──────── EXTRAIT

Le trouble d'hyperphagie boulimique affecte environ 3,5 % des femmes et des 2 % des hommes dans la population générale au cours de leur vie. 2
Hyperphagie et dysbiose intestinale
Comme les Hommes, des souris, après des stress et des régimes, sont plus enclines à grignoter des biscuits très appétents, à accroitre leur consommation calorique et à se laisser aller à des crises d’hyperphagie. Ce comportement semble lié au microbiote intestinal des rongeurs, dont la diversité et la richesse sont altérées, avec une perte en Lactobacillus et Ruminococcaceae et un accroissement des Bacteroides, Roseburia et Alistipes.
Des expériences de transplantation de microbiote fécal (FMT) laissent à penser que la flore des souris hyperphagiques serait appauvrie en bactéries protectrices : une FMT de souris en bonne santé fait disparaître les frénésies alimentaires des souris hyperphagiques, suggérant un retour des bactéries protectrices ; à l’inverse, une FMT de souris hyperphagiques à des souris saines n’induit pas de frénésies, suggérant l’absence de bactérie induisant ce trouble.
3 troubles des conduites alimentaires (TCA)
3 troubles des conduites alimentaires (TCA) fréquemment diagnostiqués chez les adolescents et adultes sont désormais reconnus par la 5e version du Manuel diagnostique et statistique des troubles mentaux (Diagnostic and Statistical Manual of Mental Disorders, ou DSM-5) 2, ouvrage de référence mondial pour les troubles mentaux publié par l’American Psychiatric Association :
- l’anorexie mentale, caractérisée par une peur intense de prendre du poids ou de grossir qui persiste malgré toutes les preuves du contraire ; elle se traduit par une lutte active contre la faim et un évitement de tous « les aliments qui font grossir », fréquemment associés à d'autres manifestations qui ont toutes pour but de perdre du poids (vomissements provoqués, hyperactivité physique, utilisation de médicaments, etc.), conduisant à un amaigrissement de plus de 15 % du poids initial et/ou un IMC inférieur à 17,5 ;
- la boulimie, caractérisée par des épisodes à répétition de frénésie alimentaire incontrôlable (crises de boulimie) suivies de comportements compensatoires inappropriés tels que des vomissements auto-induits, des abus de laxatifs ou de diurétiques, des jeûnes, ou des exercices excessifs ;
- l’hyperphagie boulimique caractérisée par des épisodes de consommation de grandes quantités de nourriture non compensés par des vomissements ou des purges, avec une tendance à un excès de poids ou une obésité.

────────────────
──────── MATÉRIEL RECUEILLI

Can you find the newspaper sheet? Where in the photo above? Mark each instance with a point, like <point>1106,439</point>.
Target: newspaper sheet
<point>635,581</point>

────────────────

→ **SÉRIE D'EXERCICES**
- A) D'après l'extrait sur les troubles des conduites alimentaires, quelles bactéries disparaissent en partie du microbiote des souris hyperphagiques ?
- B) Poursuivez l'extrait sur les troubles des conduites alimentaires à partir de sa dernière phrase.

→ **EXERCICES CORRIGÉS**
- A) Les Lactobacillus et les Ruminococcaceae.

- B)
Décryptage des mécanismes
Des expériences complémentaires montrent que les frénésies alimentaires des souris auraient pour origine une désinhibition du nerf vague conduisant à une hyperactivation de l’axe intestin-cerveau, passant par le noyau paraventriculaire du thalamus (associé à la récompense, la motivation et l’homéostasie énergétique) et le noyau du tractus solitaire. Le déclencheur pourrait être la faible production d’un métabolite microbien intestinal, l'acide kynurénique (KYNA) chez les souris hyperphagiques. Une supplémentation des souris en KYNA suffit à remettre les rongeurs sur la voie de l’équilibre alimentaire.
Tout ce qu’il faut savoir sur l’axe microbiote-intestin-cerveau
Et s’il suffisait d’un probiotique ?
Pour confirmer les résultats du modèle murin, les chercheurs ont analysé les échantillons fécaux provenant de 11 patientes souffrant d’hyperphagie boulimique et 9 témoins saines. Le microbiote des patientes présente une perte de Faecalibacterium prausnitzii (famille des Ruminococcaceae) et une baisse des taux de KYNA. Tout porte donc à croire qu'une réduction de F. prausnitzii pourrait accompagner la réduction du KYNA luminal et les désordres alimentaires qui en découlent via l’axe intestin-cerveau. L’hypothèse semble confortée chez l’animal : l’inoculation de F. prausnitzii à des souris hyperphagiques fait remonter les taux de KYNA, réduit leur attirance pour les biscuits et leur hyperphagie.
Ainsi, la supplémentation en KYNA, la transplantation fécale et/ou les probiotiques pourraient participer à la prise en charge clinique de certains troubles alimentaires… sous réserve de travaux complémentaires, notamment chez l’Homme. Dans l’attente, cette étude apporte une nouvelle pierre au décryptage de l’axe intestin-cerveau.
2. Diagnostic and Statistical Manual of Mental Disorders, Fifth Edition Text Revision, DSM-5-TRTM, Feeding and eating disorders.